### Exercise description
I would like every record printed again, exactly as shown.

### Provided information

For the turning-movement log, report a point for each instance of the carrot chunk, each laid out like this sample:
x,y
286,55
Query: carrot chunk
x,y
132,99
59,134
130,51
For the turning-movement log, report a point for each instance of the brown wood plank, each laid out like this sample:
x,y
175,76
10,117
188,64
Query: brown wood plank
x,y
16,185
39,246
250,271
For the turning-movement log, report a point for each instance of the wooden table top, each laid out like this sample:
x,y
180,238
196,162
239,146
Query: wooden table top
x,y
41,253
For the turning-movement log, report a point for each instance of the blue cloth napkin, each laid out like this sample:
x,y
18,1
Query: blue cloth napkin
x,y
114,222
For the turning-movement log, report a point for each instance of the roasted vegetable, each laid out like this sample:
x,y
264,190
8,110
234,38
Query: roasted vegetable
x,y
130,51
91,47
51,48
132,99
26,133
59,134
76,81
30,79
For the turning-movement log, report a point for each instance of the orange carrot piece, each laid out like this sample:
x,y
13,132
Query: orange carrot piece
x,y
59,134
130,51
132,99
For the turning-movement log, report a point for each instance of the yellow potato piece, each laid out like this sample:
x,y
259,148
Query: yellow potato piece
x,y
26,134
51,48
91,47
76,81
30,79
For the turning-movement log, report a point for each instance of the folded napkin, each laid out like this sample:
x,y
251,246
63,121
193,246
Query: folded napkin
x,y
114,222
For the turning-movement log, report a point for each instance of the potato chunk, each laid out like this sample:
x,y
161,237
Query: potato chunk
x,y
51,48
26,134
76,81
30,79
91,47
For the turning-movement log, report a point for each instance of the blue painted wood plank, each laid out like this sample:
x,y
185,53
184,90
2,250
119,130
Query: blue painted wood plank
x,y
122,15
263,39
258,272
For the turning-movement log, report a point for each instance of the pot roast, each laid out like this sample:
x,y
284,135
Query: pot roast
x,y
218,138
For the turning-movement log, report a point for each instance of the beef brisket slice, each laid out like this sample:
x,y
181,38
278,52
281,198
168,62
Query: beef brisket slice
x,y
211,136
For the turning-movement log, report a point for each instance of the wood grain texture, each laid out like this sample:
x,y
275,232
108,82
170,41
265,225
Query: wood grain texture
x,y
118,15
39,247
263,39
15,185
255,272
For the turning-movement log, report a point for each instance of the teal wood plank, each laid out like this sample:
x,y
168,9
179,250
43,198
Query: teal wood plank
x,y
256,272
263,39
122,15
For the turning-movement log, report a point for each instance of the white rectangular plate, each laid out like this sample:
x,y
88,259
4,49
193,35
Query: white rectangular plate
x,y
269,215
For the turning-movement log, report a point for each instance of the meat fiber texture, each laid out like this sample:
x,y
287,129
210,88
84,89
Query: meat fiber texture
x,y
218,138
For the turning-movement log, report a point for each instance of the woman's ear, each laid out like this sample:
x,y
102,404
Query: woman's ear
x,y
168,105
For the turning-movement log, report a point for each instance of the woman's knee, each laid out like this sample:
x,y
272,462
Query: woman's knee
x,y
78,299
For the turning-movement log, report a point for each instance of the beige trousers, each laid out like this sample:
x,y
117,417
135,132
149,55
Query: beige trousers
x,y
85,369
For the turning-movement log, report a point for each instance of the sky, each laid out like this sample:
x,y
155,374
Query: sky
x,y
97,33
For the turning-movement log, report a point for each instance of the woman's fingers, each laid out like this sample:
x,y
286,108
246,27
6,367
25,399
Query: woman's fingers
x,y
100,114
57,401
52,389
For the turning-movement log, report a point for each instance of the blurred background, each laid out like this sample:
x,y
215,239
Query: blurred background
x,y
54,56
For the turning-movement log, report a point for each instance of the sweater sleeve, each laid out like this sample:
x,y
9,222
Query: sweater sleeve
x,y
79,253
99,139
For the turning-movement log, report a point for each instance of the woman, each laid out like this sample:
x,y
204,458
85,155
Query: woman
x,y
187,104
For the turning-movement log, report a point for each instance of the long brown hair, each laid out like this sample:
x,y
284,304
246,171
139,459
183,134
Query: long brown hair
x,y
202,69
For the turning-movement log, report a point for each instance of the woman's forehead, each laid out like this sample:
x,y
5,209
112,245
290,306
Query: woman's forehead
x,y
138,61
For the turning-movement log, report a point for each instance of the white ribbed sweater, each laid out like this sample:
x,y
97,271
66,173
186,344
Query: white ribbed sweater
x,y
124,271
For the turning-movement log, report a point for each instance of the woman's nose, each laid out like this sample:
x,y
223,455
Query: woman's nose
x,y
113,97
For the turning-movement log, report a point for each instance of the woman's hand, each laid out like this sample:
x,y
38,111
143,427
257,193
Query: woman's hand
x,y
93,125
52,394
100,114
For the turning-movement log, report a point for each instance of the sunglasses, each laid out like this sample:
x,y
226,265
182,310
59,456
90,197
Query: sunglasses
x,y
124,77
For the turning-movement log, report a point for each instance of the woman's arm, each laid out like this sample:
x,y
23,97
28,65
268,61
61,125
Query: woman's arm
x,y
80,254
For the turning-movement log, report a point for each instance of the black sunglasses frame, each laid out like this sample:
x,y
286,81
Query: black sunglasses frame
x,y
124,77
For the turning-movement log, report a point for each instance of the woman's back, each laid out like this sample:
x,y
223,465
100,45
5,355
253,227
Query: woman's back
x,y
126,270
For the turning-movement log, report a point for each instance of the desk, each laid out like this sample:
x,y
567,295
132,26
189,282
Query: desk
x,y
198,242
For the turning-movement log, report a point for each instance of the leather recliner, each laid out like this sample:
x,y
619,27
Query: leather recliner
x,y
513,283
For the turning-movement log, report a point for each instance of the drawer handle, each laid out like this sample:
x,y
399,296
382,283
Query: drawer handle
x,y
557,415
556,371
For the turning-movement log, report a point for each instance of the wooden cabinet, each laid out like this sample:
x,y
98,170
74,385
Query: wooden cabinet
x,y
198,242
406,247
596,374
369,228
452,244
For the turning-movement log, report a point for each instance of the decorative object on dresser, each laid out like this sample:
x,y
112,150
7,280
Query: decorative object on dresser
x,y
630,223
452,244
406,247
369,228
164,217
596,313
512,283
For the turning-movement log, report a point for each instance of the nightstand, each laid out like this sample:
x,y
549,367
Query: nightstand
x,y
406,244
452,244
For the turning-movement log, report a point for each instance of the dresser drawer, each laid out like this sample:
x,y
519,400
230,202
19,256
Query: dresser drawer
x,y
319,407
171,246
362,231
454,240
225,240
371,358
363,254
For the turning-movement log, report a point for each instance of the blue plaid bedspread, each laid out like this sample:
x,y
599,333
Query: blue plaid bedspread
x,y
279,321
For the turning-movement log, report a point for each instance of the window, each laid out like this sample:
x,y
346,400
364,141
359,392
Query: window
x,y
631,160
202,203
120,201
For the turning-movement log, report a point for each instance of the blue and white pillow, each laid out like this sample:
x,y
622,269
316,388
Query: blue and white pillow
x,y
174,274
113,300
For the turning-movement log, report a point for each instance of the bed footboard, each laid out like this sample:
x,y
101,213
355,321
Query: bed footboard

### Expected output
For the turning-movement log, report a point for each instance of the carrot chunk, each laid out like this sample:
x,y
286,55
Query: carrot chunk
x,y
132,99
59,134
130,51
For the turning-movement log, report a point for each instance of the brown wood plank, each laid out like this sample:
x,y
175,76
10,117
188,64
Query: brown wood plank
x,y
16,185
39,246
250,271
For the turning-movement log, report a point for each instance of the wooden table top, each laid out like this sample:
x,y
180,238
196,162
239,146
Query: wooden table top
x,y
41,253
For the turning-movement log, report a point for each instance of the blue cloth napkin, each laid out like this sample:
x,y
18,1
Query: blue cloth napkin
x,y
114,222
For the turning-movement log, report a point for each instance of the roasted vegetable, each laid out like this sample:
x,y
264,190
8,110
234,38
Query: roasted vegetable
x,y
130,51
91,47
51,48
132,99
26,133
59,134
76,81
30,79
For the turning-movement log, report a point for each instance of the orange carrot piece, each laid out like this sample:
x,y
13,132
Query: orange carrot piece
x,y
59,134
130,51
132,99
For the turning-movement log, report a point for each instance of the yellow potato piece, each laid out like this sample:
x,y
259,148
Query: yellow potato piece
x,y
26,134
51,48
91,47
76,81
30,79
For the turning-movement log, report a point for each instance of the folded napkin, each laid out like this sample:
x,y
251,246
63,121
193,246
Query: folded napkin
x,y
114,222
For the turning-movement log, report a point for each instance of the potato chunk, each laid out like this sample:
x,y
161,237
Query: potato chunk
x,y
51,48
26,134
76,81
30,79
91,47
For the turning-movement log, report a point for each instance of the blue painted wood plank, each laid out like this sample:
x,y
185,53
184,90
2,250
119,130
Query: blue painted wood plank
x,y
122,15
263,39
258,272
For the turning-movement log, report a point for each instance of the pot roast, each laid out like this sample:
x,y
284,135
Query: pot roast
x,y
218,138
For the turning-movement log, report a point for each instance of the beef brisket slice, each laid out like this sample:
x,y
181,38
278,52
281,198
168,62
Query: beef brisket slice
x,y
211,136
For the turning-movement log, report a point for each instance of the wood grain texture, each laid out like this sample:
x,y
275,232
108,82
170,41
265,225
Query: wood grain texture
x,y
118,15
39,247
263,39
15,185
255,272
For the turning-movement log, report a point for each instance of the teal wood plank, each laid out like this sample:
x,y
168,9
179,250
43,198
Query: teal wood plank
x,y
256,272
263,39
122,15
For the turning-movement log, report a point for each instance of the white rectangular plate, each laid out like this sample:
x,y
88,259
4,49
193,35
Query: white rectangular plate
x,y
269,215
For the turning-movement log, report a point for each instance of the meat fiber texture, each laid out like this sample:
x,y
287,129
210,88
84,89
Query: meat fiber texture
x,y
218,138
For the turning-movement log, report a point for each instance of the woman's ear, each laid out like this sample:
x,y
102,404
Query: woman's ear
x,y
168,105
For the turning-movement log, report a point for each instance of the woman's knee, each laid out like this sample:
x,y
272,462
Query: woman's knee
x,y
78,299
For the turning-movement log, report a point for each instance of the beige trousers, each laid out like this sample:
x,y
117,417
135,132
149,55
Query: beige trousers
x,y
85,369
For the turning-movement log, report a point for each instance of the sky, each laid out like this sample:
x,y
155,374
Query: sky
x,y
97,33
For the turning-movement log, report a point for each instance of the woman's fingers, each laid out like this sample:
x,y
286,108
246,27
6,367
25,399
Query: woman's fingers
x,y
100,114
57,401
52,389
For the turning-movement log, report a point for each instance of the blurred background, each laid out like this sample:
x,y
215,239
Query: blurred background
x,y
54,56
For the turning-movement log, report a point for each instance of the sweater sleeve, each laid out like this sample:
x,y
9,222
Query: sweater sleeve
x,y
79,253
99,139
For the turning-movement log, report a point for each instance of the woman, each laid out like this sample:
x,y
204,458
85,155
Query: woman
x,y
187,104
For the turning-movement log, report a point for each instance of the long brown hair, each laid out like this sample:
x,y
284,304
246,171
139,459
183,134
Query: long brown hair
x,y
202,69
For the turning-movement log, report a point for each instance of the woman's forehead, each laid out like this sample:
x,y
5,209
112,245
290,306
Query: woman's forehead
x,y
138,61
For the turning-movement log, report a point for each instance of the white ribbed sweater, each laid out like this sample:
x,y
97,271
66,173
186,344
Query: white ribbed sweater
x,y
124,271
For the turning-movement log, report a point for each instance of the woman's nose, each laid out like this sample:
x,y
223,455
Query: woman's nose
x,y
113,97
For the turning-movement log, report a point for each instance of the woman's hand, each laid out like this sample:
x,y
38,111
143,427
257,193
Query: woman's hand
x,y
93,125
52,394
100,114
For the turning-movement log, report a point for each instance of the sunglasses, each laid out like this sample:
x,y
226,265
182,310
59,456
90,197
Query: sunglasses
x,y
124,77
For the turning-movement log, report a point for each instance of the woman's arm, each laid out like this sample:
x,y
23,97
28,65
268,61
61,125
Query: woman's arm
x,y
80,254
For the turning-movement log, report a point for each instance of the black sunglasses frame, each laid out like this sample:
x,y
286,81
Query: black sunglasses frame
x,y
124,77
For the turning-movement log, report a point for each instance of the woman's back, each laid out like this sample:
x,y
223,465
100,45
5,355
253,227
Query: woman's back
x,y
126,270
For the turning-movement log, report a point for each instance of the desk, each laid out like this sample:
x,y
567,295
132,26
189,282
Query: desk
x,y
198,242
For the turning-movement log, report a point for each instance of the leather recliner, each laid out like this sample:
x,y
619,27
Query: leather recliner
x,y
513,283
For the turning-movement log, report a point for each instance of the drawer handle, each laid out like this sample:
x,y
399,296
382,283
Query: drawer handle
x,y
557,415
556,371
For the turning-movement log, report a point for each instance of the wooden cabinet, each laid out like this sample:
x,y
98,170
74,385
Query: wooden cabinet
x,y
198,242
406,247
596,374
369,228
452,244
For the turning-movement log, report a point for each instance of the decorative object on dresser, each laid out like this sample:
x,y
112,150
7,280
Query: decorative object on dresser
x,y
630,223
452,244
406,247
369,228
164,217
596,313
512,283
For the turning-movement log, report a point for each instance of the nightstand, each laid out like this sample:
x,y
549,367
Query: nightstand
x,y
406,244
452,244
For the turning-movement log, report a point for each instance of the dresser drawer, each laid out like this sample:
x,y
519,400
230,202
19,256
Query: dresser drawer
x,y
319,407
171,246
362,231
454,240
225,240
371,358
363,254
For the turning-movement log, report a point for each instance of the blue plaid bedspread, each laid out like this sample:
x,y
599,333
Query: blue plaid bedspread
x,y
279,321
For the turning-movement log, report a point for each instance of the window, each laid out like this sample:
x,y
346,400
364,141
359,392
Query: window
x,y
631,160
202,203
120,201
For the turning-movement log, report a point for each instance of the blue and white pillow, each laid out like this sample:
x,y
622,269
316,388
Query: blue and white pillow
x,y
174,274
113,300
For the turning-movement log, report a point for each instance of the bed footboard, each laid out like this sample:
x,y
101,213
355,321
Query: bed footboard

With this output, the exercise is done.